The problem: All of the entries are to be repeated exactly, with no pictures included.

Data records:
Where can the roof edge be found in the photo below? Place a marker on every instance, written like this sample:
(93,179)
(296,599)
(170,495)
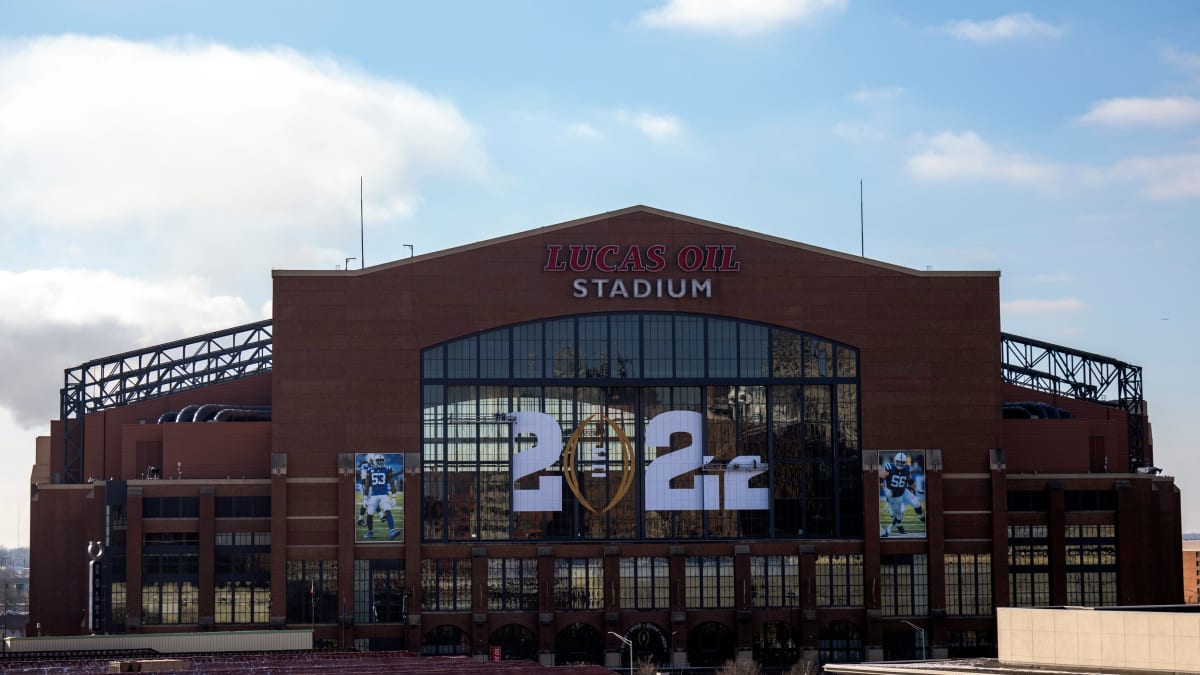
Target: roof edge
(636,208)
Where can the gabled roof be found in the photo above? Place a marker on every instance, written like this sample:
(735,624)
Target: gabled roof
(634,209)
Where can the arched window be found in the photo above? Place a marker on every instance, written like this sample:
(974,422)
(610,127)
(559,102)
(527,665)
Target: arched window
(761,425)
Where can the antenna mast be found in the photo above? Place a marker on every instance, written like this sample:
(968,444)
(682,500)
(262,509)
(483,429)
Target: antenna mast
(363,257)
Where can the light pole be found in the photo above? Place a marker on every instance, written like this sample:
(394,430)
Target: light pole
(629,644)
(924,641)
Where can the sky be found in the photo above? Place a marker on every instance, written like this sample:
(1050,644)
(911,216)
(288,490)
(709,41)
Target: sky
(157,160)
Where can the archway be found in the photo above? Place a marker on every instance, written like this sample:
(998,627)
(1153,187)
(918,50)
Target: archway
(515,641)
(774,645)
(840,641)
(649,644)
(445,640)
(579,643)
(709,645)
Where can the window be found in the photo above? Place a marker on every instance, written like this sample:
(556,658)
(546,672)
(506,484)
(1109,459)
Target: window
(312,591)
(445,585)
(905,585)
(645,583)
(171,507)
(709,581)
(1091,565)
(169,603)
(379,595)
(969,584)
(1029,566)
(243,602)
(775,580)
(171,563)
(795,406)
(839,580)
(513,584)
(243,507)
(579,584)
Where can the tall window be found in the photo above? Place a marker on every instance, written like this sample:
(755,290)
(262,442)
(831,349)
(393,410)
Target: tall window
(969,584)
(513,584)
(779,420)
(579,583)
(839,580)
(169,602)
(445,584)
(1029,566)
(645,583)
(1091,565)
(905,585)
(171,578)
(243,577)
(312,591)
(379,593)
(775,580)
(709,581)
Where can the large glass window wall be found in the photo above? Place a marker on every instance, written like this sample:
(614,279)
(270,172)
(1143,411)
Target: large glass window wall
(640,426)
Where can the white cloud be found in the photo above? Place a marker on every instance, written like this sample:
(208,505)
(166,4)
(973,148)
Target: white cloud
(739,18)
(57,318)
(966,156)
(1042,306)
(585,130)
(1188,60)
(879,95)
(1167,177)
(657,127)
(217,155)
(1009,27)
(858,132)
(1055,278)
(1175,111)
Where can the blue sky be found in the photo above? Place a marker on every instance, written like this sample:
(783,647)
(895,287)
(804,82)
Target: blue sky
(157,160)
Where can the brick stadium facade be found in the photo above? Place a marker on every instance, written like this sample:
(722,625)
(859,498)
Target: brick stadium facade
(707,441)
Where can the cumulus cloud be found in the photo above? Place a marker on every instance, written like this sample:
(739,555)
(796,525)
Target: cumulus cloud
(1189,60)
(654,126)
(221,150)
(966,156)
(1175,111)
(879,95)
(57,318)
(1165,177)
(738,18)
(585,130)
(858,132)
(1009,27)
(1030,306)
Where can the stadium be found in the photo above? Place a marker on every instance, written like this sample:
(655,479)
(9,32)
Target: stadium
(637,436)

Task answer:
Where can the roof edge be found in the photo below? Place a marker on every instance, written like this sample:
(93,179)
(296,599)
(170,495)
Target: roof edge
(636,208)
Where can the gabled roof be found in the photo above? Place a marker on every instance, written like this sample:
(735,624)
Target: gabled roof
(634,209)
Where can the arched window be found in the photo above? Place a marker on every instance, written like this sample:
(974,422)
(610,127)
(559,102)
(527,665)
Target: arched window
(761,425)
Where can the antenna mast be found in the photo above? Place a marker on every instance, written like this sample:
(968,444)
(682,500)
(262,509)
(483,429)
Target: antenna mast
(363,257)
Where can the light pole be found in the photo above? Place a marker on every instance, written like this sample:
(394,430)
Target: light pole
(629,644)
(924,641)
Where can the sky be found in the photo above? Place a marker on every instance, written like this sample:
(1050,644)
(911,216)
(288,490)
(709,41)
Target: sky
(157,160)
Where can the archway be found in the photo above? Place a marker on every instance, written like this sample:
(998,627)
(1153,187)
(918,50)
Target: archway
(515,641)
(774,645)
(840,641)
(649,644)
(445,640)
(579,643)
(709,645)
Where can the window be found in the photo above? Place a marker on every instance, written like this sample:
(556,658)
(546,672)
(506,484)
(1109,459)
Target: window
(312,591)
(445,585)
(905,585)
(645,583)
(171,507)
(709,581)
(1091,565)
(169,603)
(379,595)
(969,584)
(1029,566)
(243,602)
(775,580)
(171,563)
(795,406)
(839,580)
(513,584)
(243,507)
(579,584)
Where can the tall window be found in the photo above? Place a marker on every instance, written like this sample:
(755,290)
(262,442)
(831,349)
(393,410)
Target: tall window
(969,584)
(513,584)
(779,420)
(579,583)
(839,580)
(169,602)
(445,584)
(1029,566)
(645,583)
(1091,565)
(905,585)
(171,578)
(243,577)
(312,591)
(379,593)
(775,580)
(709,581)
Where can the large glass window wall be found in the photo above? Place a marker on every instance, written like this sample:
(614,279)
(270,172)
(1143,411)
Target: large glass window wall
(640,426)
Where can the white cloud be found in the photo above? Place a marker on every instance, written like this sample:
(208,505)
(166,4)
(973,148)
Target: white cloud
(739,18)
(57,318)
(966,156)
(1042,306)
(585,130)
(1188,60)
(879,95)
(1167,177)
(657,127)
(217,155)
(1009,27)
(858,132)
(1055,278)
(1175,111)
Where can the blue sky be found in the photo above? Place a marker on every instance, written like this sample:
(783,647)
(895,287)
(804,82)
Target: blue sky
(157,160)
Where can the brick stadium facade be found in the photo above? Place a marker on every instance, written like this sample:
(722,625)
(859,498)
Target: brick stadium facade
(707,441)
Where can the cumulus cloud be found in the photo above? Place a marker on every instance, written like this sample:
(739,555)
(796,525)
Target: cumulus cloud
(1189,60)
(654,126)
(221,150)
(966,156)
(1175,111)
(879,95)
(57,318)
(1165,177)
(738,18)
(585,130)
(858,132)
(1009,27)
(1030,306)
Where can the stadium be found in the photo above? Place a marker on every instance, written like this sample:
(655,479)
(9,32)
Target: stadium
(637,436)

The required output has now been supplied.